Supplied data:
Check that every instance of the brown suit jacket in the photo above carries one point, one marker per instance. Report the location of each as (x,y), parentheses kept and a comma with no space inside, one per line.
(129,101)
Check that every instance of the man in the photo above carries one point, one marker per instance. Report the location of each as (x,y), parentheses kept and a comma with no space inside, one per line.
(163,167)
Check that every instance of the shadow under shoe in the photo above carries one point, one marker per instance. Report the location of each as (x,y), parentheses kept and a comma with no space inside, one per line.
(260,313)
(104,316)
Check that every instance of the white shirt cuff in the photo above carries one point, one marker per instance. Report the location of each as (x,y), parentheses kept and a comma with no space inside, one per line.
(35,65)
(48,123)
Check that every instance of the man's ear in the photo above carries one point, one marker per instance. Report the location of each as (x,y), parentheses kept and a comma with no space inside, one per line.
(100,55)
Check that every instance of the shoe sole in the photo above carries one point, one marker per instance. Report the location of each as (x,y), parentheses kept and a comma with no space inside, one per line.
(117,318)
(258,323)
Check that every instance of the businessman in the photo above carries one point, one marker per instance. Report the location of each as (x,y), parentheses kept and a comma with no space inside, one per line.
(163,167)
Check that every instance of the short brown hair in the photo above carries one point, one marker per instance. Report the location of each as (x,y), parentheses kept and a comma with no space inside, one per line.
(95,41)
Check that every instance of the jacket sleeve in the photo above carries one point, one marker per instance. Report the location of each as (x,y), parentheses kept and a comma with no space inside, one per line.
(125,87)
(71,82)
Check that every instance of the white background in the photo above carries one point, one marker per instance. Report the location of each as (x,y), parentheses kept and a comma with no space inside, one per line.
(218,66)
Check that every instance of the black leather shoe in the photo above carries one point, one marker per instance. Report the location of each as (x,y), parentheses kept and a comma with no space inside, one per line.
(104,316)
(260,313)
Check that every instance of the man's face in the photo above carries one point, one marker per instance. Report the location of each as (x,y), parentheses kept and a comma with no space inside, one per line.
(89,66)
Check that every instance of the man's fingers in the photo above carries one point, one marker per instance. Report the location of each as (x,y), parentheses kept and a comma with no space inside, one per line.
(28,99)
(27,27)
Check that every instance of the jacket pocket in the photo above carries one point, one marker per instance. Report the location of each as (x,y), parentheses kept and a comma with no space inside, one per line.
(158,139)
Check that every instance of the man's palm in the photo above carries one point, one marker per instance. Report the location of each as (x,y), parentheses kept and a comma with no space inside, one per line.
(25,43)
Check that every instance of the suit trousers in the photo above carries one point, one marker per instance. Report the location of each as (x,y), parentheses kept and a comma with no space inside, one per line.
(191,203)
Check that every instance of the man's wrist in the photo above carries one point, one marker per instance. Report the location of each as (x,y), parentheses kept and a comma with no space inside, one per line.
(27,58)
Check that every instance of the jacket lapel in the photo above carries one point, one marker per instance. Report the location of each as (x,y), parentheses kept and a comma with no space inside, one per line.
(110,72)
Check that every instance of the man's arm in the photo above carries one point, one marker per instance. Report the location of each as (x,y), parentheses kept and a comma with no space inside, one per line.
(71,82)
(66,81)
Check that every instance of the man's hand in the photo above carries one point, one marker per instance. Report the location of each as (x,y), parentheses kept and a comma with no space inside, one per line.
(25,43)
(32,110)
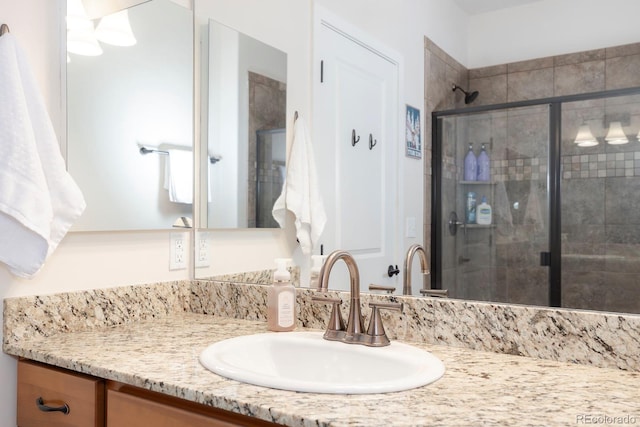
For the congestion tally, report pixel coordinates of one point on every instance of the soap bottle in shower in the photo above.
(470, 209)
(483, 213)
(281, 300)
(484, 170)
(470, 165)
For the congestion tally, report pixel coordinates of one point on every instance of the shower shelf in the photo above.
(477, 183)
(476, 226)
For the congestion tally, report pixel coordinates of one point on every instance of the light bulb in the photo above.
(115, 29)
(616, 135)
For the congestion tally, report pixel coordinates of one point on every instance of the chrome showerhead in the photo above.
(468, 97)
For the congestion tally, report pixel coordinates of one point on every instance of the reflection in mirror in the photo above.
(244, 91)
(127, 98)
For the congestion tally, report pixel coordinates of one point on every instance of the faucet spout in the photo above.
(413, 249)
(354, 321)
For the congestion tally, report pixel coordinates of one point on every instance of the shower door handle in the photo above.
(454, 223)
(545, 259)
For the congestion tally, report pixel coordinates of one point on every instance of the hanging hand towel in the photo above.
(300, 193)
(39, 201)
(179, 176)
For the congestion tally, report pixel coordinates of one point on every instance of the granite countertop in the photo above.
(478, 388)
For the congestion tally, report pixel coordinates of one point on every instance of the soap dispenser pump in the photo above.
(281, 300)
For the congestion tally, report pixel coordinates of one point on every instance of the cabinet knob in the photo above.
(46, 408)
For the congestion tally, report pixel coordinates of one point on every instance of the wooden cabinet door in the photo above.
(54, 388)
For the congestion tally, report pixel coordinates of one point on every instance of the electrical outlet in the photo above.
(178, 251)
(202, 249)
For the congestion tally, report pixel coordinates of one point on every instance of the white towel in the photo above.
(39, 201)
(179, 176)
(300, 193)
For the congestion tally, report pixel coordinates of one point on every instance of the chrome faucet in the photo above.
(406, 288)
(424, 265)
(354, 332)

Task: Skipping all images, output the listing exactly.

Response below:
Check that every instance of the brown suit jacket in the photo above carries one point, one marker per instance. Report the location of each as (x,y), parentheses kept and a comma with no space inside, one per line.
(129,101)
Check that every instance of the man in the photo above carries one point, one marker per instance. Report the location of each as (x,y), parentheses kept and a comma with no space inside, one per line.
(163,167)
Check that every instance of the shadow under shoe in the photo above carries one point, one marker per instance. Report the location of each as (x,y), parentheses kept and a comma with no space inside, one per line.
(260,313)
(104,316)
Check that every instance of the white shirt cuff in the photo above carries one point, one marker per instance. Report the location of each as (x,y), parentheses kept and a comma with no space inside, one per line.
(35,65)
(48,123)
Check that every instance of the man's ear in the photo above carries one point, one marker per instance. Report the location of each as (x,y), parentheses kept and a comma with no space inside, one per line.
(100,55)
Check that every instance of the shoe sole in the photo above carries one point, one marker per instance. Report the location of each as (x,y), parentheses kept and a comma with no space inside, one per line.
(117,318)
(258,323)
Check that every instance of the businessman in the photo above carries one point, one marker per instance. Report the location of each as (x,y), parentheses kept and a comma with no space inside, one per line.
(163,167)
Check that every instance of the short brown hair in the photo above carries one point, one marker per instance. Report the location of each as (x,y), parentheses kept and a comma with no space inside, one per line.
(95,41)
Check that every instance of the jacket sleeve in the photo above carries one point, one marker per instance. Report the location of each as (x,y), parentheses kept and a comma with no space inside, one per line.
(125,87)
(71,82)
Check that every instance of the white background in the photo above carries one point, one marker per instance. Report the location of each as (x,y), parentheses kept and a comma with no space inside, one per line.
(218,66)
Check that every instance of the black leather shoe in the photo above carries one point, one marker per instance. Report the location of each as (x,y), parentheses kept and a comma with no space inside, one per line.
(104,316)
(260,313)
Check that every instance of the man's face in the photo above carries one point, one marker per instance. Report the location of each as (x,y), parentheses kept and a comma with no space inside, one per line.
(89,66)
Check that every instance of the man's fingers in the photo above carries one point, one marker per instance. Report the location of each as (x,y), parentheses kept and a comma with no space inside, one per line.
(28,99)
(27,27)
Check that every instance of the jacket pocket in the photo above carries one point, one marker per instance. Report the location of each as (x,y), parentheses kept and a comma with no space inside, one per line.
(158,139)
Check that every instance of the man's palm in the photo above carries one point, one marker per instance. Report the location of each as (x,y), parentheses kept and a comma with no space inside, one per line.
(25,43)
Check that every instance of the suit trousers in the photo above carries one point, one marker per instance. Report the location of each as (x,y), parentheses kept and a comma with no space inside, one per line.
(191,203)
Check that every instance of the man's wrist in the photo above carries one point, one marker per instance. Report the location of each as (x,y), parentheses kept and a comma with no space inside, one per line.
(27,58)
Check that every instance of the jacket lapel in the photo above carries one point, one marker per instance. Report the location of each as (x,y), parentheses kept and a comma with no space inside, one per line.
(110,72)
Check that every instance of the man's arm in the photo above carries one point, one marker per instance. Report the location of each as (x,y), parentheses kept and a comma with no space inside, one per line.
(71,82)
(66,81)
Check that every instance of the man's hand in the photo above carries one point, one marker per instance. Report the location of each as (x,y), parentheses kept and a comma with no space inside, one per line.
(25,43)
(32,110)
For the congestion tally, report pixel coordinates of one point on every instance of the soap bottle in shower in the photo above.
(470, 209)
(483, 213)
(281, 300)
(484, 170)
(470, 165)
For the congestion tally, report pixel coordinates of one point on every instance of the shower shelf in the photo above.
(477, 183)
(476, 226)
For the congestion tally, report pixel coordinates of one point on every instance of the light bulb in the photo above.
(115, 29)
(616, 135)
For the congestion tally, report pixel coordinates of one point on every instance of the chrome showerhead in the photo above.
(468, 97)
For the congestion tally, report pixel coordinates of one point on every instance of the reflection in mirror in the photo above.
(244, 91)
(127, 98)
For the congestion tally, report pixel coordinates of one point on every instance of the faucet spout in the photo above.
(413, 249)
(354, 321)
For the congestion tally, report pixel coordinates of one point on every instance of the shower door handle in the photo above.
(454, 223)
(545, 259)
For the congestion tally, report pixel coordinates of one point on every instance of the hanging hand towel in the photo above.
(300, 193)
(39, 201)
(179, 176)
For the congestion tally, report pixel coordinates of one point on every instance of the granite countertop in the photo above.
(478, 388)
For the congestion tally, report pixel coordinates of one point on every instance of the soap dispenser pump in the photo above.
(281, 300)
For the congestion tally, report pixel coordinates of one point on every instance of the cabinet knob in the photo above.
(46, 408)
For the congestion tally, report pixel coordinates of one point on every instance of the wooden cabinet door in the photo above.
(54, 388)
For the congestion tally, report pixel coordinates of one point on every instance of the electrical outlet in the photo above.
(178, 251)
(202, 249)
For the congestion tally, report pixel coordinates of one point on every instance of the white towel in the photo above.
(39, 201)
(179, 176)
(300, 193)
For the congestion tally, report pixel coordinates of one point on every instance of the chrome faucet in the photo above.
(406, 288)
(424, 265)
(354, 332)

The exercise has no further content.